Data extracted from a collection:
== == ==

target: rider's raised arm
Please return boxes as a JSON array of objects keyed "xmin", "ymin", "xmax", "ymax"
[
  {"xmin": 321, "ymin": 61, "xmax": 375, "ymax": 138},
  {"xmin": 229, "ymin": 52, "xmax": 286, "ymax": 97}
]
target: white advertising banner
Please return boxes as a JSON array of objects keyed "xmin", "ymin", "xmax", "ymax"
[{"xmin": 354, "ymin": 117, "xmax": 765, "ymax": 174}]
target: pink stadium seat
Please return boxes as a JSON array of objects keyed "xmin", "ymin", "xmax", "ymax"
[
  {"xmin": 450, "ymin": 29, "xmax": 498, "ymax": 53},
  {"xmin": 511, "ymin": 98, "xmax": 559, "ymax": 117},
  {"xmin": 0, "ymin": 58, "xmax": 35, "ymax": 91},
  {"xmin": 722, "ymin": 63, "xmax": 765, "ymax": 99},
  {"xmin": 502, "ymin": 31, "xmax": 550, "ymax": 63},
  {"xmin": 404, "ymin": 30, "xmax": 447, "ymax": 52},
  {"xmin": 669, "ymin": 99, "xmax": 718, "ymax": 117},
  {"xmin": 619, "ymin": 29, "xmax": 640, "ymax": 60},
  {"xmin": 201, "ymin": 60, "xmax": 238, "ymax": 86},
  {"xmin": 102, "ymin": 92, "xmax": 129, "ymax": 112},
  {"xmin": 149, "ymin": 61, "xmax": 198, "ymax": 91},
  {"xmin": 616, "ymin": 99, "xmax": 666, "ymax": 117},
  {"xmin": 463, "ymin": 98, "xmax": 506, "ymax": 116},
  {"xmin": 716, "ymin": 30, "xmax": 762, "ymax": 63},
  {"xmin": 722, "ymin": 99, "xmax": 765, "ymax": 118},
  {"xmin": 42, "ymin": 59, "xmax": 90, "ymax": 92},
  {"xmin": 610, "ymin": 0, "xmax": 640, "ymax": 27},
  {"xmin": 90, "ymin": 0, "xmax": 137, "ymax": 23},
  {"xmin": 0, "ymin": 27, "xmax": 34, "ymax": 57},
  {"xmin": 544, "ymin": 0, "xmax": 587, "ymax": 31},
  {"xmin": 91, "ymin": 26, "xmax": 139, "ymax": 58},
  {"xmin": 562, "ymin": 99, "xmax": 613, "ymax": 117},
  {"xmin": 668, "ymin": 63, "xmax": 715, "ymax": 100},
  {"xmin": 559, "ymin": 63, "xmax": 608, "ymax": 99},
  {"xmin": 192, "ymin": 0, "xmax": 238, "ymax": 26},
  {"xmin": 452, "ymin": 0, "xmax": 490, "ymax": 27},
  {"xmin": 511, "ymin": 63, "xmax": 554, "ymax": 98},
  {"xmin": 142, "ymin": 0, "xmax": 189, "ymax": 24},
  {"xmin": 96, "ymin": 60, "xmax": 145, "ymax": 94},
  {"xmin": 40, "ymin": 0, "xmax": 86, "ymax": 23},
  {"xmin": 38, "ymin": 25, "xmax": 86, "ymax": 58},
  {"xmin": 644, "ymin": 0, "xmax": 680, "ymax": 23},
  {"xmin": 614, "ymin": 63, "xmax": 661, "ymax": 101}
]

== == ==

## Action item
Go through the data and copy every line that includes "target".

## Solution for this exercise
target: rider's raised arm
target: white advertising banner
target: pink stadium seat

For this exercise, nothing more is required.